* START DATASET *

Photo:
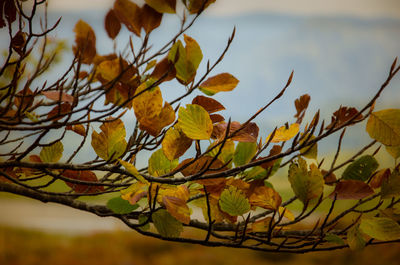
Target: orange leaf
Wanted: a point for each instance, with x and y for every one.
(85, 42)
(151, 19)
(266, 198)
(351, 190)
(112, 24)
(55, 95)
(129, 14)
(209, 104)
(85, 176)
(175, 143)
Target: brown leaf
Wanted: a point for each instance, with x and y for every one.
(379, 177)
(342, 115)
(85, 42)
(209, 104)
(248, 134)
(151, 19)
(112, 24)
(129, 14)
(301, 105)
(351, 190)
(59, 111)
(329, 179)
(164, 69)
(216, 118)
(57, 95)
(84, 176)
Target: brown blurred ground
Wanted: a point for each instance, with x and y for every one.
(28, 247)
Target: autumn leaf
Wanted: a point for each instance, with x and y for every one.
(132, 169)
(307, 185)
(233, 202)
(58, 96)
(166, 224)
(301, 105)
(343, 115)
(266, 198)
(195, 6)
(209, 104)
(219, 83)
(361, 169)
(160, 165)
(112, 24)
(284, 134)
(355, 239)
(186, 59)
(244, 153)
(151, 19)
(195, 122)
(135, 192)
(175, 143)
(85, 42)
(129, 14)
(351, 190)
(380, 228)
(384, 126)
(110, 143)
(52, 153)
(121, 206)
(84, 176)
(150, 112)
(162, 6)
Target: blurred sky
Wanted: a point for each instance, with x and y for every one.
(362, 8)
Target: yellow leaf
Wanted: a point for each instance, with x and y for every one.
(284, 134)
(266, 198)
(85, 42)
(219, 83)
(384, 126)
(110, 143)
(162, 6)
(195, 122)
(132, 169)
(52, 153)
(175, 143)
(129, 14)
(152, 116)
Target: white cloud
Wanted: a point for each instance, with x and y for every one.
(360, 8)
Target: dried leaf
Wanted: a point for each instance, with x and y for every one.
(112, 24)
(85, 42)
(221, 82)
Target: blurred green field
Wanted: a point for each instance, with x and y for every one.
(27, 247)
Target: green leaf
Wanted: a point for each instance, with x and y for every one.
(219, 83)
(165, 224)
(391, 187)
(361, 169)
(307, 185)
(380, 228)
(355, 239)
(244, 153)
(132, 169)
(384, 126)
(195, 122)
(334, 239)
(121, 206)
(110, 143)
(233, 202)
(160, 165)
(52, 153)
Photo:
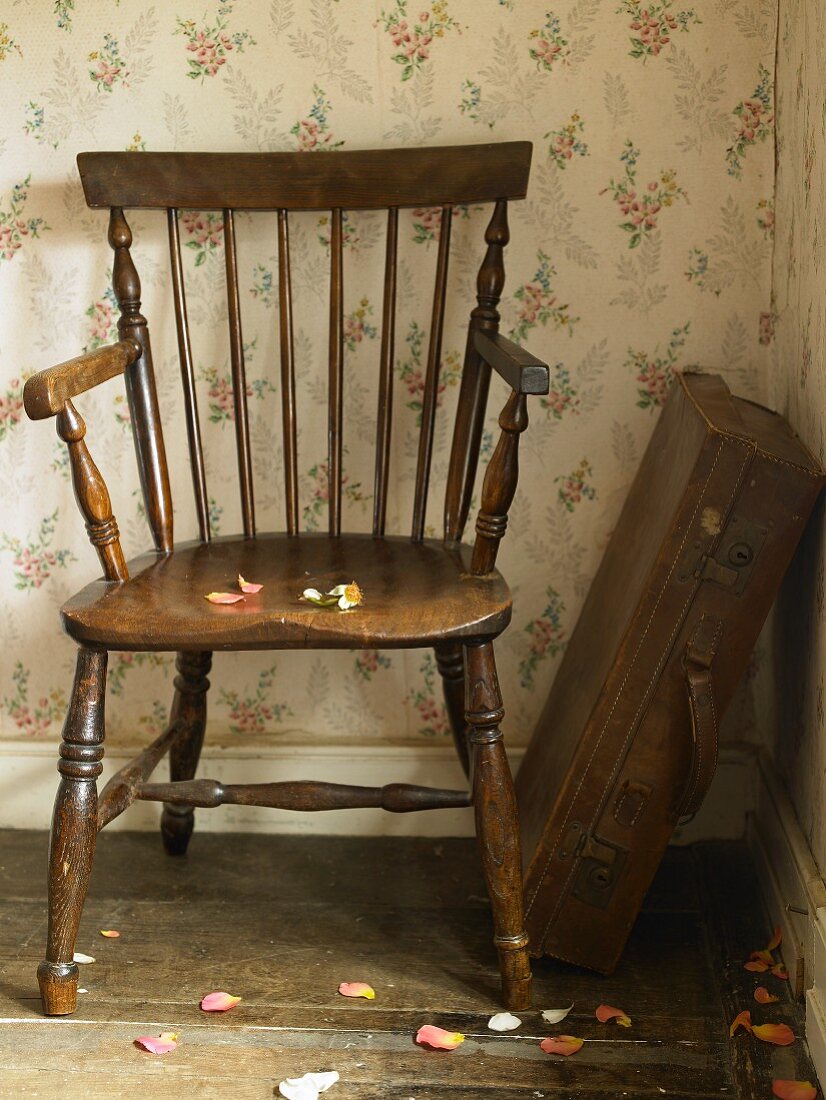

* END DATASET *

▶ [EXERCISE]: Reproduce all of the data above word for word, but omit the pictures.

▶ [OUTPUT FOR THIS TASK]:
Photo:
Target: orange leaf
Wanted: a point for each instance, with x and y for every one.
(85, 42)
(151, 19)
(266, 198)
(351, 190)
(112, 24)
(55, 95)
(129, 14)
(209, 104)
(85, 176)
(175, 143)
Target: brown leaf
Wanted: a point for each instance, with x and y for every one.
(379, 177)
(342, 115)
(85, 42)
(209, 104)
(248, 134)
(151, 19)
(112, 24)
(129, 14)
(301, 105)
(351, 190)
(59, 111)
(329, 179)
(164, 69)
(216, 118)
(57, 95)
(84, 176)
Target: brown blurred ground
Wanted: a point for each instance, with x and y for every one.
(28, 247)
Target: autumn leaf
Wanted: a point for each instance, with x and y for every one.
(132, 169)
(307, 185)
(233, 202)
(58, 96)
(166, 224)
(301, 105)
(343, 115)
(266, 198)
(195, 6)
(209, 104)
(219, 83)
(361, 169)
(160, 165)
(112, 24)
(284, 134)
(355, 239)
(186, 59)
(244, 153)
(151, 19)
(195, 122)
(135, 192)
(175, 143)
(85, 42)
(129, 14)
(351, 190)
(380, 228)
(384, 126)
(110, 143)
(52, 153)
(121, 206)
(84, 176)
(150, 112)
(162, 6)
Target: blurred sky
Wanted: a point for each instance, with x and y for every one.
(362, 8)
Target: yellow leaf
Wanted: a point for each instance, with x and y for every one.
(284, 134)
(266, 198)
(85, 42)
(219, 83)
(384, 126)
(110, 143)
(162, 6)
(195, 122)
(132, 169)
(52, 153)
(175, 143)
(129, 14)
(152, 116)
Target: white cloud
Wanted: a point for each instance, with x and y for every one.
(360, 8)
Target: dried leaf
Wanted: a point for each instance, with x and y for every one.
(112, 24)
(85, 42)
(221, 82)
Target: blurred green field
Wanted: a point for each instance, with x and y for every one.
(27, 247)
Target: green leaf
Wanted: a point for each instance, with x and y for every one.
(219, 83)
(165, 224)
(391, 187)
(361, 169)
(307, 185)
(380, 228)
(355, 239)
(244, 153)
(132, 169)
(384, 126)
(195, 122)
(334, 239)
(121, 206)
(110, 143)
(233, 202)
(160, 165)
(52, 153)
Photo:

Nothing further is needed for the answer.